> _Tasks to carry out_
- a) List every race distance mentioned in the passage about the Paralympic Games.
- b) Please copy everything in the passage about the Paralympic Games from "In Sydney it'd" down to "amazing, incredible feeling!".

**** Passage to read ****

The most outstanding memory of all though was as we left the stadium, standing at the top of the hill looking down at the 'Dancing Fountains' Barcelona by Freddie Mercury played and the fountains started dancing! As a big Queen fan and less than one year since Freddie's death, the experience was incredibly poignant and moving. The beer and pasta we enjoyed seemed to taste like nectar.
The two best Paralympic Games I've been to by a street were Barcelona and Sydney. The Americans seemed to view the Olympic and Paralympic Games as purely a commercial venture. They'd obviously decided the Paralympics weren't going to be very lucrative so Centenary Park was little more than a building site after everything had been packed away. The athletes' recreational swimming pool had been filled in and there was generally an air of uninterest.
The disappointment over the Atlanta Paralympic Games falling way short of Barcelona, combined with feeling I'd underperformed in my races made me determined to compete in one more Games.
I took silver in the 1,500m and was disqualified in the 5,000m - my guide crossed the finish line a split second before me, costing a silver medal.
In Sydney it'd been eight years since I last struck gold. I learned a great deal about myself in the 10,000m, which was the first track race. I had thought I was dying in fourth place with five laps to go, but with determination and great communication from Paul, my guide, I closed the gap and won gold with a sprint up the home straight It was such an amazing, incredible feeling!

**** Record excerpts ****

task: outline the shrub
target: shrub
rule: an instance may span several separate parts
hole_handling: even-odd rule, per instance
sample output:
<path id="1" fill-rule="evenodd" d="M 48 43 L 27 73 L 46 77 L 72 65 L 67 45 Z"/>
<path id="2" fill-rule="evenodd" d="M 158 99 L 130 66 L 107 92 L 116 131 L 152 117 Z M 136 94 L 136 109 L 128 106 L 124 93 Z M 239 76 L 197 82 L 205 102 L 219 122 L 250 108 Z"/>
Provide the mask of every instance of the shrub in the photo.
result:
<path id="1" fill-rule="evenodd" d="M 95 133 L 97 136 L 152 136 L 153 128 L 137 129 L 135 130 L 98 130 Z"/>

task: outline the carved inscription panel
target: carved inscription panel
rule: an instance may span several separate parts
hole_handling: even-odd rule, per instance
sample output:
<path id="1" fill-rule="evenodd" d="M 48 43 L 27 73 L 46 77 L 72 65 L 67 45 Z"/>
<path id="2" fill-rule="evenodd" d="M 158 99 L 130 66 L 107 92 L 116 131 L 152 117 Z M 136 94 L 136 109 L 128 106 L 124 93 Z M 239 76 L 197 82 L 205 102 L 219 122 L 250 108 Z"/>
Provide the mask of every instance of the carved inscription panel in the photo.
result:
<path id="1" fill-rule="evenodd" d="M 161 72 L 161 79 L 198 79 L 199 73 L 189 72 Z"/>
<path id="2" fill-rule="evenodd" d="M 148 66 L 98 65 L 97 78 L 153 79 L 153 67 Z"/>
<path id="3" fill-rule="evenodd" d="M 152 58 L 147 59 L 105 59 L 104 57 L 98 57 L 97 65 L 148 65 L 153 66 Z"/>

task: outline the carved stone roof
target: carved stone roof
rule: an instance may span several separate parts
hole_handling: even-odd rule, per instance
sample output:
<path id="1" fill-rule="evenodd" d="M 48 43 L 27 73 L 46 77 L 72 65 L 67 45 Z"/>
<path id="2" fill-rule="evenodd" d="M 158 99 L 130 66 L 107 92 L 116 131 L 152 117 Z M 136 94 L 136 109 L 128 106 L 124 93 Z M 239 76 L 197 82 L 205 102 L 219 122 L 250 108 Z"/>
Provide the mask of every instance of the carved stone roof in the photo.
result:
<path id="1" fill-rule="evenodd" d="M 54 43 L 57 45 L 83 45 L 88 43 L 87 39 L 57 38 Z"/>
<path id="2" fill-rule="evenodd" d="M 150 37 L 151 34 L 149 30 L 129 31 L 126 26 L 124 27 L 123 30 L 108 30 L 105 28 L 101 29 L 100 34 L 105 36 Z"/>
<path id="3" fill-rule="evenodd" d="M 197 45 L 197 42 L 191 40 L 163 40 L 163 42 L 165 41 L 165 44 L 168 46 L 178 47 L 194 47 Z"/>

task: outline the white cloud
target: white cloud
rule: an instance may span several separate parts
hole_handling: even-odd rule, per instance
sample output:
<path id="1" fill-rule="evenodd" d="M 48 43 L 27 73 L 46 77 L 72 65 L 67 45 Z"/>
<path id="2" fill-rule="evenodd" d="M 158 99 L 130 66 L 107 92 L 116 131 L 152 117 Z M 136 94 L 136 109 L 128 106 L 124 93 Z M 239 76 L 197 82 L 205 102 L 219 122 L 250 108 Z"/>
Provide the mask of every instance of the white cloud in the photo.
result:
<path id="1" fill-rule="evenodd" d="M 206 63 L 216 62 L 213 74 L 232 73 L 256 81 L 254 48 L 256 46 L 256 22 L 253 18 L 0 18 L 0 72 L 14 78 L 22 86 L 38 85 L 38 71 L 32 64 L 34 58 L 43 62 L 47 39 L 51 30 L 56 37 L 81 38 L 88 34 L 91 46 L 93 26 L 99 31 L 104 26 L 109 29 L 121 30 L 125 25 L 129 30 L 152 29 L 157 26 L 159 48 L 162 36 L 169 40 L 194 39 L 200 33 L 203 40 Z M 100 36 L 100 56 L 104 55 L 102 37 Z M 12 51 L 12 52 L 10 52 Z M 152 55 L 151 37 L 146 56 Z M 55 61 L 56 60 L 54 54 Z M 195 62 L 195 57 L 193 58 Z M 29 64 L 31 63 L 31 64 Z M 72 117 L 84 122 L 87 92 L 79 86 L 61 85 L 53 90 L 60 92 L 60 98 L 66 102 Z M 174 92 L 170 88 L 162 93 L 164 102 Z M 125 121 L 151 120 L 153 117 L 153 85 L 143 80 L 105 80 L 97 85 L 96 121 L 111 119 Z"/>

****

> _Answers by item number_
- a)
1,500m
5,000m
10,000m

- b)
In Sydney it'd been eight years since I last struck gold. I learned a great deal about myself in the 10,000m, which was the first track race. I had thought I was dying in fourth place with five laps to go, but with determination and great communication from Paul, my guide, I closed the gap and won gold with a sprint up the home straight It was such an amazing, incredible feeling!